Text:
+++

A similar request would be made to pharmacies in the capital.

Nigerian nationals gather in Soi Nana

There have been no monkeypox cases reported in Bangkok yet, Mr. Chadchart said. Nevertheless, Nigerian nationals gathered in Soi Nana, an at-risk community, are closely monitored.

The Ministry of Public Health raised nationwide surveillance measures nationwide in response to the WHO announcement.

The first confirmed case in the country occurred when a Nigerian tourist fled to neighbouring Cambodia after being diagnosed with the disease.

According to Pol Col Rung Thongmon, the head of the immigration office in Sa Kaeo, the Nigerian man is being treated for monkeypox at a hospital in Phnom Penh.

Pol Col Rung said that once he has recovered, he will be indicted for illegal entry before a Cambodian court.

Monkeypox testing

Meanwhile, tracing the Nigerian man’s close contacts in Phuket, where he has been staying for the past month, continues. On Monday, Koosak Kukiatikul, the province’s health chief, said investigators were investigating cases on the island.

According to Dr. Supakit Sirilak, director-general of the Department of Medical Sciences, tests conducted on 27 people who came into contact with the Nigerian tourist came up negative.

Furthermore, Dr. Supakit said monkeypox testing could only be conducted in biosafety level-3 laboratories.

In addition, the department will ask Deputy Prime Minister and Public Health Minister Anutin Charnvirakul to approve a new announcement allowing level-2 laboratories to conduct testing, though these laboratories will be required to take additional precautions, he said.

Most laboratories in the country that are classified as Level 2 can conduct testing with the ministry’s approval. However, their testing capabilities must be checked by the appropriate departments, Dr. Supakit said.

Additionally, he denied that monkeypox could be transmitted through the air while stating that Covid-19 precautions, such as frequent hand washing and maintaining physical distance, can be used to prevent the spread of monkeypox.

No additional infections

A government spokesperson said Monday that although no additional infections have been detected in connection with the case of the Nigerian national, Prime Minister Prayut Chan-o-cha has ordered the Public Health Ministry and related agencies to be on high alert.

Mr. Thanakorn said the Immigration Bureau was ordered to monitor arrivals from at-risk countries.

According to Dr. Yong Poovorawan, head of the Center of Excellence in Clinical Virology at Chulalongkorn University’s Faculty of Medicine, monkeypox is not a serious disease with a fatality rate less than 3:10,000.

According to him, the disease is transmitted through close contact, so it is likely to be transmitted by male on male sex.

A disease transmitted through sexual contact is difficult to control or eliminate, and monkeypox is no exception,” Dr. Yong stated.

We will have to continue to live with this disease unless we administer effective vaccines to as many people as possible.

98% of monkeypox cases so far are in Gay or Bisexual men

According to the World Health Organization (WHO), monkeypox is not limited to sexually active people or men who have sex with men. Anyone who has close contact with someone who has symptoms is at risk.

98% of the cases reported in this outbreak were among men who have sex with men. Due to the rapid spread of the virus in these social networks, men who have sex with men may currently be at higher risk of being infected if they come into close contact with someone infected.

A few cases of monkeypox have been reported at sexual health clinics. It may be that men who have sex with men seek health care more often, which may explain why we are hearing more reports of monkeypox in this population.

Monkeypox rashes can resemble some sexually transmitted diseases, including herpes and syphilis, which may partly explain why these cases are being picked up at sexual health clinics. We may identify more cases in the broader community as we learn more.

To protect those most at risk, gay, bisexual, and other men who have sex with men need to be engaged in raising awareness. As a man who has sex with men, you should be aware of your risk and take steps to ensure your safety and that of others.

Health care providers should be consulted immediately by anyone with symptoms of monkeypox so they can be tested and treated.

+++

Assigned task: Retype the passage of the monkeypox text from "Additionally, he denied" up to and including "less than 3:10,000.", keeping every word and punctuation mark unchanged.

+++

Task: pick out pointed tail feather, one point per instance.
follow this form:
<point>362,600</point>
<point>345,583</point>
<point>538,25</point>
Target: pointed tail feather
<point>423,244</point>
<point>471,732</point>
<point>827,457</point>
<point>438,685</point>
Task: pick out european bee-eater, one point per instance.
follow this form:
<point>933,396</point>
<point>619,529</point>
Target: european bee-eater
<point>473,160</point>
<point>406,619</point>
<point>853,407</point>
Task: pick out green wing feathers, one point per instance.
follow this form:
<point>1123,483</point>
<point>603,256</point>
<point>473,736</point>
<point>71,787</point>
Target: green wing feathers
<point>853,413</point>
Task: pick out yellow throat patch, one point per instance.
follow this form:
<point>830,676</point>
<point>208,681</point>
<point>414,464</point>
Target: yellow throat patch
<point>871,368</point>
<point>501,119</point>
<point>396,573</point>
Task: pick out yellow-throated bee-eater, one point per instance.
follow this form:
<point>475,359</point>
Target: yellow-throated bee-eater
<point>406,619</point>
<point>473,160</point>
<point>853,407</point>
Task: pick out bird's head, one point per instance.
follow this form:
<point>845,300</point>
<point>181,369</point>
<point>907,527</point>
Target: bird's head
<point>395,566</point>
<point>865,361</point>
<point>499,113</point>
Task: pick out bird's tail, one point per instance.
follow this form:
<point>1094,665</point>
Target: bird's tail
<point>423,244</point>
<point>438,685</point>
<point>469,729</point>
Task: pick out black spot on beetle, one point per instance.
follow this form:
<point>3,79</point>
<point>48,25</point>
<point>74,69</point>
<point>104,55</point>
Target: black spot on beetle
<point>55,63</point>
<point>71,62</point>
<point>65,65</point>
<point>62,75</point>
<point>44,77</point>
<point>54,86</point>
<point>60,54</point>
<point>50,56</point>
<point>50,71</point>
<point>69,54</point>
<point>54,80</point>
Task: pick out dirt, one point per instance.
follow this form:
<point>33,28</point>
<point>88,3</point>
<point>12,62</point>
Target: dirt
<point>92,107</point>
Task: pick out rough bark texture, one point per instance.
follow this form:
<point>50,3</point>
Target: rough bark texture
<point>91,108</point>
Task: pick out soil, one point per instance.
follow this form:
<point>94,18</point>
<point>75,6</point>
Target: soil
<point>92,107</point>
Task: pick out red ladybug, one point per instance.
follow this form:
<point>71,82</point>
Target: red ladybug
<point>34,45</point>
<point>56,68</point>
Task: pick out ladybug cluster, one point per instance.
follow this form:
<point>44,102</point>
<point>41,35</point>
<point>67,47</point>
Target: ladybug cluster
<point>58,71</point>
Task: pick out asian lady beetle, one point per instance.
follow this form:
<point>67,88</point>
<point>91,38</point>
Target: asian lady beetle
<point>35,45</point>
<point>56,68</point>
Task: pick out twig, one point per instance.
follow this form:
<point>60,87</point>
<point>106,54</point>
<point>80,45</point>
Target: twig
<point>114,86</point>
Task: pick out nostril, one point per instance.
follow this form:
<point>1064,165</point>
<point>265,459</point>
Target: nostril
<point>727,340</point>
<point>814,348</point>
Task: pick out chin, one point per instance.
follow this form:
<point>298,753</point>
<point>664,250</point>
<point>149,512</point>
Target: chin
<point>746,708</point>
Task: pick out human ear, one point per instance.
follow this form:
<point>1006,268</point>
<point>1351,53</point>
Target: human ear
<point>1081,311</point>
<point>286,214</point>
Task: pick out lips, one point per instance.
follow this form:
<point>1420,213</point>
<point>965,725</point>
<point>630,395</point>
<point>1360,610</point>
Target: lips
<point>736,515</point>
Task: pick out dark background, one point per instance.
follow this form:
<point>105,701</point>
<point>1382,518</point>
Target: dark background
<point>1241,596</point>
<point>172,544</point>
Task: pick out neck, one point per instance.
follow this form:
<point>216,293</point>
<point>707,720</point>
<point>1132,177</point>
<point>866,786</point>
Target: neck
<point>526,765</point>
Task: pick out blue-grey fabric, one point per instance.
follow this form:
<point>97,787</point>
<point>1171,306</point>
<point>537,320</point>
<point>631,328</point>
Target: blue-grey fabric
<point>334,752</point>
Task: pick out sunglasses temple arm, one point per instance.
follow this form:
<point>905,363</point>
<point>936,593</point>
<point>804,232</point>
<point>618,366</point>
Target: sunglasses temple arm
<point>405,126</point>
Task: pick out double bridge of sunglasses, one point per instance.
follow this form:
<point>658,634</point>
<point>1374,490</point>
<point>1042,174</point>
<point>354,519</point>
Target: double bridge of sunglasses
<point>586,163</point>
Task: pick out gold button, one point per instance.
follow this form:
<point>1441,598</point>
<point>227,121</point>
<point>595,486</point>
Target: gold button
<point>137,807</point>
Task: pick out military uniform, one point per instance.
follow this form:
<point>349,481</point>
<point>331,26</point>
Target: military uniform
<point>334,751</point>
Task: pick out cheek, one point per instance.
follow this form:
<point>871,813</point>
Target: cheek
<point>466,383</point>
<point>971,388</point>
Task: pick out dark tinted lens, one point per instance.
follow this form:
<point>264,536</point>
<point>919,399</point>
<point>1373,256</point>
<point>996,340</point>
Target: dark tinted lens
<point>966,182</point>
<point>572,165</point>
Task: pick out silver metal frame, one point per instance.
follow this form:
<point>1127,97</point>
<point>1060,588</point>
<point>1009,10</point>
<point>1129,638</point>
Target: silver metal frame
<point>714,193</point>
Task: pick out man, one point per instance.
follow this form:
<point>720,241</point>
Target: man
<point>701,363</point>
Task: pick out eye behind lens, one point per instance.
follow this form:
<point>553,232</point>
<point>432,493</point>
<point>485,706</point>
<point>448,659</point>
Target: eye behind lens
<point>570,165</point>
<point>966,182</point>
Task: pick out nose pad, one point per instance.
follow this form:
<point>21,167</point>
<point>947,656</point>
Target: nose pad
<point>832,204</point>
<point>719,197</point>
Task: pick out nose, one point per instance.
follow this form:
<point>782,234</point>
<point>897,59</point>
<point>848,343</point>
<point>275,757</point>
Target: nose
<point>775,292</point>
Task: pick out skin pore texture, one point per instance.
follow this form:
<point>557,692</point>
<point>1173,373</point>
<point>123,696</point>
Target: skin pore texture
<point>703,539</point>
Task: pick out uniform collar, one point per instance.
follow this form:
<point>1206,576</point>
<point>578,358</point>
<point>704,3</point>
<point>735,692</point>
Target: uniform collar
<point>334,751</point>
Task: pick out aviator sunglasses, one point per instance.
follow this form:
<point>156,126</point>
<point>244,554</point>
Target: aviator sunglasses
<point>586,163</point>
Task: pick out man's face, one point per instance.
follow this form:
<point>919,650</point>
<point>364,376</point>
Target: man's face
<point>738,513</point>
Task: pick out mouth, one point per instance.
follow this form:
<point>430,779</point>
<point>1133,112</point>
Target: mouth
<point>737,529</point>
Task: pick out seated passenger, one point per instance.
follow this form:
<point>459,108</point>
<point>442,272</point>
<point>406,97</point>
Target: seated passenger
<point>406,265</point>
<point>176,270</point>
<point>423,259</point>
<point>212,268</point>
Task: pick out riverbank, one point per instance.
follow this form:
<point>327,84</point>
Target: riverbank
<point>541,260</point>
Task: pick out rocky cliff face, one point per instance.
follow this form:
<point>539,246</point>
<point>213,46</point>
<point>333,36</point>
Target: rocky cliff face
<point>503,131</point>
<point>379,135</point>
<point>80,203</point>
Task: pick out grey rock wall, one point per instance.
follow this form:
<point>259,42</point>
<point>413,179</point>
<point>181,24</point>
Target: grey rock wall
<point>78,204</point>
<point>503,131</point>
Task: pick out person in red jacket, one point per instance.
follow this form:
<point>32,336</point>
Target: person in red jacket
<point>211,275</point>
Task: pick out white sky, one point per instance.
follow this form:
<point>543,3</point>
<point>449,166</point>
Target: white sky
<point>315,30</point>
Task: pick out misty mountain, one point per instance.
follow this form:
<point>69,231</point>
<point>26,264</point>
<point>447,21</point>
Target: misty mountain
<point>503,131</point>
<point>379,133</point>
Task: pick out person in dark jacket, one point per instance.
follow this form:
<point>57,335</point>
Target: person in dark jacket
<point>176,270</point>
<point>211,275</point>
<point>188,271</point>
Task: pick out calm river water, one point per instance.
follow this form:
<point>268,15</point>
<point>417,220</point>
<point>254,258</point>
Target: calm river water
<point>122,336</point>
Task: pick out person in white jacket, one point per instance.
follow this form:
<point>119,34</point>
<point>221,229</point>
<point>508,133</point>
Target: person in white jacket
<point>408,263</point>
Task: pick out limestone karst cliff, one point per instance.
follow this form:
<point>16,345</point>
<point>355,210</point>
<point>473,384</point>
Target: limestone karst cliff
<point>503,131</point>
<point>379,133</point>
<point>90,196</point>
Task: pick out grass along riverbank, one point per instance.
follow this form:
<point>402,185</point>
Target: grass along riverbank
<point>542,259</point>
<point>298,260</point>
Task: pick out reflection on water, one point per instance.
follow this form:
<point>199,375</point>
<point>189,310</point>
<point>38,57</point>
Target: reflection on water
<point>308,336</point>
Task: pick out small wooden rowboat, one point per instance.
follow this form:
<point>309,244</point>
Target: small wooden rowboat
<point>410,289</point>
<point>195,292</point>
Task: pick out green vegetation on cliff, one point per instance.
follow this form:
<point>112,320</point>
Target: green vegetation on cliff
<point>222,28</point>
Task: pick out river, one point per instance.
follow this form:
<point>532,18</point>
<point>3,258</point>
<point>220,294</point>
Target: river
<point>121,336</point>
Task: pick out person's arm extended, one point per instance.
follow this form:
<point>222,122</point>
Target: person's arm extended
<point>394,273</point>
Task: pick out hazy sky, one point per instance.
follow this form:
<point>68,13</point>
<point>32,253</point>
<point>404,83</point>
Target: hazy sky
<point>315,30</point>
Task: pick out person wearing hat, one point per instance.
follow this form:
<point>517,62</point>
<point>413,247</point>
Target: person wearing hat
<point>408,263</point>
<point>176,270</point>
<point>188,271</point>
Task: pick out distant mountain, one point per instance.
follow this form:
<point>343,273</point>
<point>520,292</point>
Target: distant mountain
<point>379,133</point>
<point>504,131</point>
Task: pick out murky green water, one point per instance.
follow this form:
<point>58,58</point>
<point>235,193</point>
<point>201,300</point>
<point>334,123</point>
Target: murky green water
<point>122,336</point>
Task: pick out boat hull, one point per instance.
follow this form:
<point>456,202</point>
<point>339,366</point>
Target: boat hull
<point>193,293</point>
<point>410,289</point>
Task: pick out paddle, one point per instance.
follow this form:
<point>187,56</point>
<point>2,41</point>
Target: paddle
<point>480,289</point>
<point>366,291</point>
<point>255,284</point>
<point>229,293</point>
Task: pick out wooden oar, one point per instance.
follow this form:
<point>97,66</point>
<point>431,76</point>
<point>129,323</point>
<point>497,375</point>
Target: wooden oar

+++

The completed task:
Additionally, he denied that monkeypox could be transmitted through the air while stating that Covid-19 precautions, such as frequent hand washing and maintaining physical distance, can be used to prevent the spread of monkeypox.

No additional infections

A government spokesperson said Monday that although no additional infections have been detected in connection with the case of the Nigerian national, Prime Minister Prayut Chan-o-cha has ordered the Public Health Ministry and related agencies to be on high alert.

Mr. Thanakorn said the Immigration Bureau was ordered to monitor arrivals from at-risk countries.

According to Dr. Yong Poovorawan, head of the Center of Excellence in Clinical Virology at Chulalongkorn University’s Faculty of Medicine, monkeypox is not a serious disease with a fatality rate less than 3:10,000.